The problem:
From the listing below, pull out every line from the one containing "Each instance receives one keypoint. Mark the tree" through the end of the listing, inclusive, and reproduce them verbatim.

+++ Dataset records +++

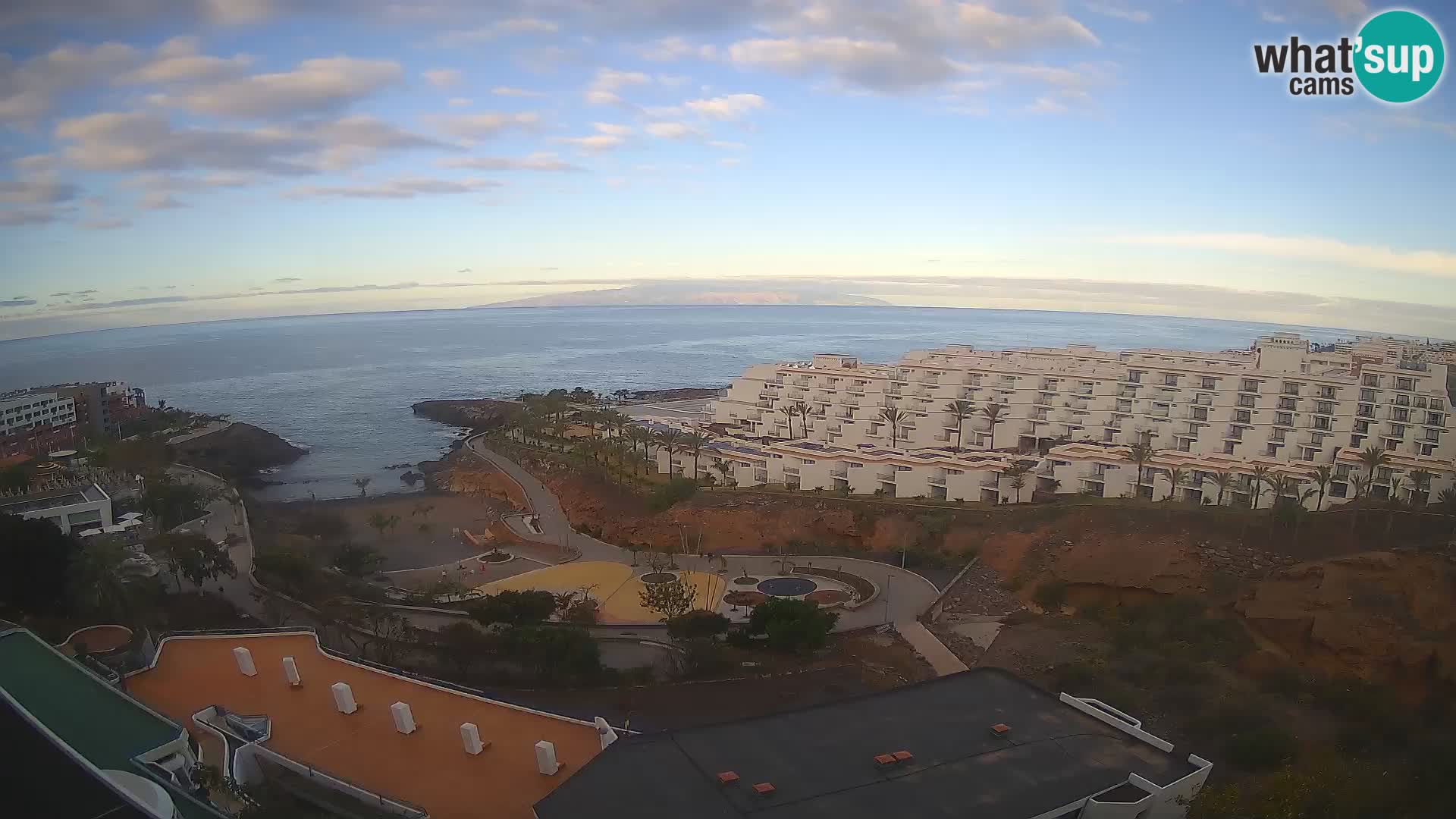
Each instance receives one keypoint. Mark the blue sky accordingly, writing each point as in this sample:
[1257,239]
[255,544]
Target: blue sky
[243,158]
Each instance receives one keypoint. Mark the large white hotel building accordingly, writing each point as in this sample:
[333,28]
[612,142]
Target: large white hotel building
[1071,413]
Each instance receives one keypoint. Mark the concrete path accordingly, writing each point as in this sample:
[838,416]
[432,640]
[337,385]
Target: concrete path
[925,645]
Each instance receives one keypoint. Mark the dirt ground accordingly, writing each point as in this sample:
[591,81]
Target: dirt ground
[852,665]
[406,545]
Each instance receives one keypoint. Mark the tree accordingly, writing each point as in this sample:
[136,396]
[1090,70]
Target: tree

+++

Reply:
Each instance receives one keypoint. Mark the tree accordingly, writing each point as in this sample:
[136,396]
[1090,70]
Target: tree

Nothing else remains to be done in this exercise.